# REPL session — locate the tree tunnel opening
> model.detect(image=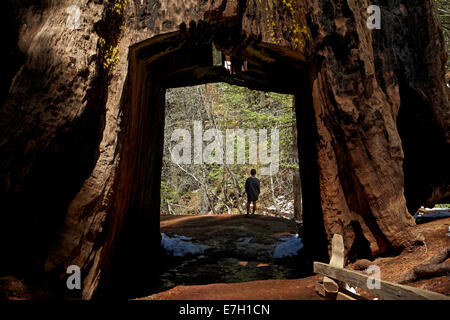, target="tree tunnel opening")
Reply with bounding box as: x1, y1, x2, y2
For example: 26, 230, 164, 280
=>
153, 82, 304, 294
162, 83, 300, 219
103, 22, 328, 298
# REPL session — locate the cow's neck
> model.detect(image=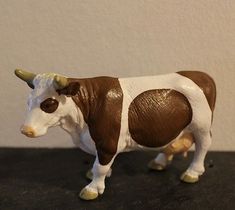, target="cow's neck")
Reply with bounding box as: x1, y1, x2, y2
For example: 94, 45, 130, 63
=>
59, 77, 100, 140
59, 96, 86, 136
69, 77, 118, 124
68, 78, 93, 123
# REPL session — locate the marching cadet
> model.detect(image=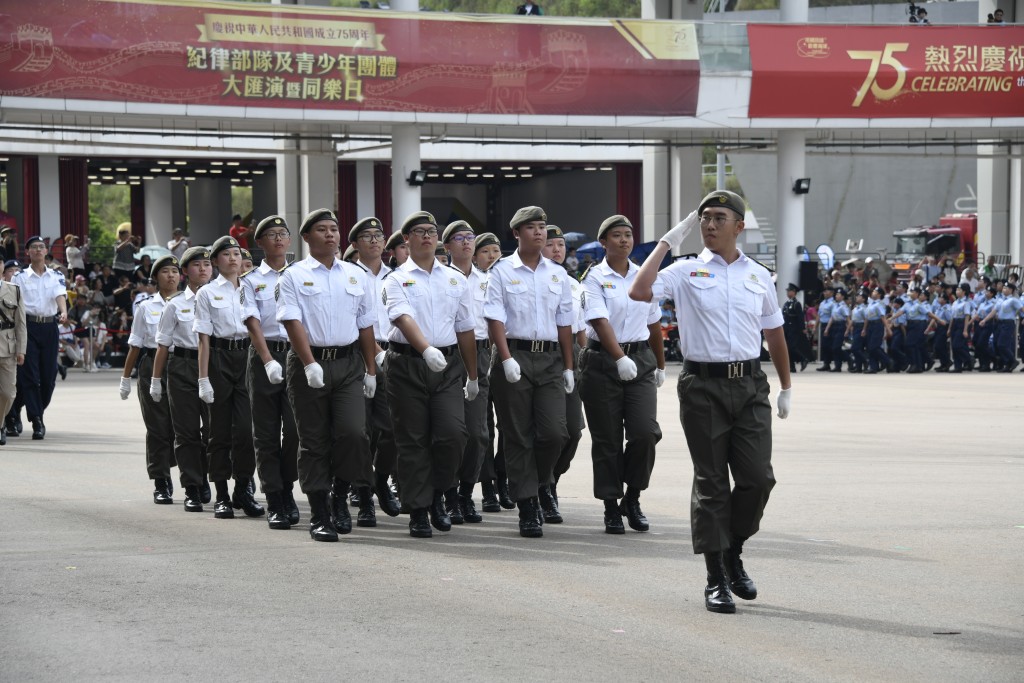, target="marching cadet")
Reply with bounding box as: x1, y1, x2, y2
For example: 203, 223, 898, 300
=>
342, 244, 359, 264
982, 282, 1023, 372
241, 248, 254, 273
847, 290, 868, 373
815, 284, 834, 371
971, 287, 997, 372
119, 254, 179, 503
903, 289, 930, 373
629, 190, 791, 615
863, 287, 892, 374
0, 270, 26, 445
385, 231, 409, 269
949, 284, 974, 372
350, 216, 401, 519
383, 211, 478, 538
194, 235, 263, 520
13, 236, 68, 439
926, 291, 953, 372
579, 215, 664, 534
471, 233, 510, 513
484, 206, 574, 539
539, 224, 585, 523
240, 216, 300, 530
442, 220, 488, 524
781, 283, 810, 372
276, 208, 378, 543
151, 246, 213, 512
823, 289, 849, 372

- - - - -

* _Instructions for the task_: A line qualifies when it holds the word "locate"; report all qualifying lines from the records above.

* _Response_:
# REPL session — locate the tree tunnel opening
# REPL session — locate the cow's neck
# REPL session — locate the marching cadet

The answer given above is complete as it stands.